→ OBJECTIVE: Change every "Spot any visible" in the data below to "Locate every visible", and leave everything else as it is.

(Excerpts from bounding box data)
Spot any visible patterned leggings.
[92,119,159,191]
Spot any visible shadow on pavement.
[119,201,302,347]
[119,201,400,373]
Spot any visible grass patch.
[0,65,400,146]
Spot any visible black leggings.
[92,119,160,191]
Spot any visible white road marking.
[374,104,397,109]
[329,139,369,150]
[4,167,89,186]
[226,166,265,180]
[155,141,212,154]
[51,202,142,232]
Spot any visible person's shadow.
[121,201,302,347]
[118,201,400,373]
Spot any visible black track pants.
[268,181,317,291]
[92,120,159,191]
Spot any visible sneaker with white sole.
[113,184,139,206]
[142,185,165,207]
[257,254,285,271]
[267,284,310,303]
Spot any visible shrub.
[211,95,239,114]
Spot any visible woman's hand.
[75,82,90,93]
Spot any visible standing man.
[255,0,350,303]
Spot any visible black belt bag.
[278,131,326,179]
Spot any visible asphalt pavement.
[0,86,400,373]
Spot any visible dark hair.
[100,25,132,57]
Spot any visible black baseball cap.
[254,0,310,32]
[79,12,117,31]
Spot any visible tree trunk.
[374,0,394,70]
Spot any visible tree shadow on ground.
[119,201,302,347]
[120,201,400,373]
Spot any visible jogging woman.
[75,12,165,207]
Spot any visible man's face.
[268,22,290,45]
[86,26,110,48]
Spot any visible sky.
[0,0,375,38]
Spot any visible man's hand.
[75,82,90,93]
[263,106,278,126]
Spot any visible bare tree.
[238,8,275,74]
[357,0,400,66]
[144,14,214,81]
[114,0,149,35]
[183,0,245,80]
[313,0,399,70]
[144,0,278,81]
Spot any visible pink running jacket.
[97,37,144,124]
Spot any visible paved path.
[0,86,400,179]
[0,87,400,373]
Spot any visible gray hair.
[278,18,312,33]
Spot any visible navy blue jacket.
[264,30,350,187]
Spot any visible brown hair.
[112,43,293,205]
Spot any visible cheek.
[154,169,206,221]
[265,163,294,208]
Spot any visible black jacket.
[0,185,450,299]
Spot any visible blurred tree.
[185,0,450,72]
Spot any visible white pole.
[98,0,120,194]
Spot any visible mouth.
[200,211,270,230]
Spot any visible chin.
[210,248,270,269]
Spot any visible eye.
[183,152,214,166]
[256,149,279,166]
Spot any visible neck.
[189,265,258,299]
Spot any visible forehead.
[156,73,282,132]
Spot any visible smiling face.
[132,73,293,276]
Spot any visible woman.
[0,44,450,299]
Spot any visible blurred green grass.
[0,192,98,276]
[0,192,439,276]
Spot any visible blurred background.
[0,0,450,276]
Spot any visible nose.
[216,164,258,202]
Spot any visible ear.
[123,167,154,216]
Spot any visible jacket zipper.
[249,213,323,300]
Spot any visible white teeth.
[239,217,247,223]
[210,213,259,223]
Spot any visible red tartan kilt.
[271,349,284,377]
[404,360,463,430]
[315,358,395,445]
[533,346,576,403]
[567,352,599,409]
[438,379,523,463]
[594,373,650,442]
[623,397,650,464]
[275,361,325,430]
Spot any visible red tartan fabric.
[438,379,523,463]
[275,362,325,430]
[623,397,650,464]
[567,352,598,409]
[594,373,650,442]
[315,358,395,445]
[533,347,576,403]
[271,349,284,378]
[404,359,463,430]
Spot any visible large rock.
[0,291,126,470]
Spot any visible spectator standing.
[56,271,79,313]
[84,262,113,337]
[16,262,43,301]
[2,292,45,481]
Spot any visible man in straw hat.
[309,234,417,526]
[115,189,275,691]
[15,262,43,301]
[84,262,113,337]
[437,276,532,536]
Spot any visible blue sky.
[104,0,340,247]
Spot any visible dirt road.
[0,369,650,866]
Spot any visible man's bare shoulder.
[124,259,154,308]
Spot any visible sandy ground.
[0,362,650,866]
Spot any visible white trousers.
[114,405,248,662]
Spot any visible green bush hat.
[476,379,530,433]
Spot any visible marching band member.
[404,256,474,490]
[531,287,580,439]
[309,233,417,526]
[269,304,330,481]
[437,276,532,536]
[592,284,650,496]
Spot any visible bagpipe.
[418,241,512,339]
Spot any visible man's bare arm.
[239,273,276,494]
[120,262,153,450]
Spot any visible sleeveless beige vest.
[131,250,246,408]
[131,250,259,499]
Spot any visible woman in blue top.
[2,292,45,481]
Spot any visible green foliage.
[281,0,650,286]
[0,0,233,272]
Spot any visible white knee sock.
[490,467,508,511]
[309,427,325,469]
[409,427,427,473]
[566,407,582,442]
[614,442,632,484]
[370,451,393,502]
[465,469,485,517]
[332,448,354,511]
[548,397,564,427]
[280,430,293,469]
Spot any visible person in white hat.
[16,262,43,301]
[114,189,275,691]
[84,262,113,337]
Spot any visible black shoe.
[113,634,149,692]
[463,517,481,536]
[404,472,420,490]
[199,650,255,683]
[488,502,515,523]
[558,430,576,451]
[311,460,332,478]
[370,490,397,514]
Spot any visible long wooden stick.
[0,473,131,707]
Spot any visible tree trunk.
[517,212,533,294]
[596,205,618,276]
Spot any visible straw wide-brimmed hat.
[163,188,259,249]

→ EXPECTED OUTPUT:
Locate every visible patterned leggings.
[92,119,159,191]
Locate every visible shadow on pavement.
[119,201,302,347]
[119,201,400,373]
Locate every visible grass patch.
[0,65,400,146]
Locate every visible black leggings.
[92,119,160,191]
Locate every visible white road marking.
[374,104,397,109]
[329,139,369,150]
[4,167,89,186]
[226,166,265,180]
[155,141,212,154]
[51,202,142,232]
Locate every visible person's shadow.
[121,201,302,347]
[118,201,400,373]
Locate every visible black track pants.
[268,181,317,291]
[92,120,159,191]
Locate every visible sneaker with white sole.
[113,184,139,206]
[142,185,165,207]
[257,254,285,271]
[267,284,310,303]
Locate every visible shrub.
[211,95,239,114]
Locate every visible woman's hand.
[75,82,90,93]
Locate every visible standing man.
[255,0,350,303]
Locate every visible black belt bag.
[278,131,326,179]
Locate every visible asphalt pavement.
[0,86,400,373]
Locate every visible dark hair.
[100,25,132,57]
Locate every visible black baseball cap.
[254,0,310,32]
[79,12,117,31]
Locate every visible tree trunk.
[374,0,394,70]
Locate every visible tree shadow on ground.
[119,201,302,347]
[120,201,400,373]
Locate every visible jogging woman.
[75,12,165,207]
Locate every visible man's face.
[268,22,290,45]
[86,26,110,48]
Locate every visible sky.
[0,0,375,38]
Locate every visible man's hand.
[75,82,90,93]
[263,106,278,126]
Locate every visible bare tree.
[238,8,275,74]
[357,0,400,66]
[144,14,214,81]
[114,0,149,35]
[183,0,245,80]
[313,0,399,70]
[144,0,278,81]
Locate every visible pink running jacket.
[97,37,144,124]
Locate every visible paved path.
[0,86,400,179]
[0,87,400,373]
Locate every visible gray hair.
[278,18,312,33]
Locate every visible navy blue jacket.
[264,30,350,187]
Locate every visible brown hair.
[112,43,293,205]
Locate every visible cheek.
[154,169,206,221]
[265,163,294,208]
Locate every visible black jacket.
[0,185,450,299]
Locate every visible blurred tree.
[185,0,450,72]
Locate every visible white pole.
[98,0,120,194]
Locate every visible mouth.
[200,211,270,230]
Locate every visible chin.
[210,248,270,269]
Locate every visible eye.
[183,152,214,166]
[256,149,279,166]
Locate every visible neck.
[189,265,258,299]
Locate every visible forehead.
[156,73,282,132]
Locate every visible smiling face.
[132,73,293,276]
Locate every visible woman.
[0,44,450,299]
Locate every visible blurred green grass.
[0,192,98,276]
[0,192,439,276]
Locate every visible blurred background.
[0,0,450,276]
Locate every visible nose.
[216,164,258,202]
Locate every visible ear.
[123,167,154,216]
Locate every visible jacket zipper.
[249,213,323,300]
Locate every visible white teeth.
[239,217,247,223]
[210,213,259,223]
Locate every visible red tartan kilt.
[271,349,284,377]
[404,360,463,430]
[315,358,395,445]
[533,346,576,403]
[567,352,599,409]
[438,379,523,463]
[594,373,650,442]
[623,397,650,464]
[275,361,325,430]
Locate every visible red tartan fabric.
[438,379,523,463]
[275,362,325,430]
[623,397,650,464]
[567,352,598,409]
[594,373,650,442]
[315,358,395,445]
[533,347,576,403]
[271,349,284,378]
[404,359,463,430]
Locate every visible large rock.
[0,291,126,470]
Locate every visible spectator standing.
[56,271,79,313]
[84,262,113,337]
[16,262,43,301]
[2,292,45,481]
Locate every visible man in straw hat.
[309,234,417,526]
[115,189,275,691]
[15,262,43,301]
[84,262,113,337]
[437,276,532,536]
Locate every visible blue sky.
[104,0,340,247]
Locate every visible dirt road.
[0,369,650,866]
Locate every visible man's bare shoulder.
[124,259,154,308]
Locate every visible sandy ground.
[0,362,650,866]
Locate every visible white trousers.
[114,405,248,662]
Locate every visible green bush hat.
[476,379,530,433]
Locate every visible marching band member.
[404,256,474,490]
[531,287,580,439]
[309,233,417,526]
[269,304,330,481]
[437,276,532,536]
[592,284,650,496]
Locate every visible bagpipe.
[418,241,512,339]
Locate every visible man's bare arm.
[239,273,276,494]
[120,262,153,450]
Locate every visible sleeveless beige vest.
[131,250,246,408]
[131,250,259,499]
Locate every visible woman in blue top.
[2,292,45,481]
Locate every visible green foliage.
[281,0,650,286]
[0,0,233,272]
Locate every visible white knee sock.
[490,467,508,511]
[309,427,325,469]
[409,427,427,473]
[566,407,582,442]
[614,442,632,484]
[370,451,393,502]
[465,469,485,517]
[332,448,354,511]
[548,397,564,427]
[280,430,293,469]
Locate every visible person in white hat.
[16,262,43,301]
[114,189,275,691]
[84,262,113,337]
Locate every visible black shoe.
[113,634,149,692]
[463,517,481,536]
[404,472,420,490]
[199,650,255,683]
[488,502,515,523]
[558,430,576,451]
[311,460,332,478]
[370,490,397,514]
Locate every visible long wooden stick.
[0,473,131,707]
Locate every visible tree trunk.
[517,212,533,294]
[596,205,618,276]
Locate every visible straw wide-brimmed hat.
[163,188,259,249]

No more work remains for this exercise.